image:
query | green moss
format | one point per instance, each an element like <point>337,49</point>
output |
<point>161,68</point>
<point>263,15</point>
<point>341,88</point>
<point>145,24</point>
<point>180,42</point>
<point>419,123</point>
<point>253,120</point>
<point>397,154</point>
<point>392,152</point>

WHAT THE TASK ASKS
Extract each line of the listing above and reproduce every one without alteration.

COMPLETE OUTPUT
image:
query | green moss
format | one point per instance, each an element like <point>337,49</point>
output |
<point>161,68</point>
<point>263,15</point>
<point>341,88</point>
<point>145,24</point>
<point>180,42</point>
<point>419,123</point>
<point>253,120</point>
<point>397,154</point>
<point>392,152</point>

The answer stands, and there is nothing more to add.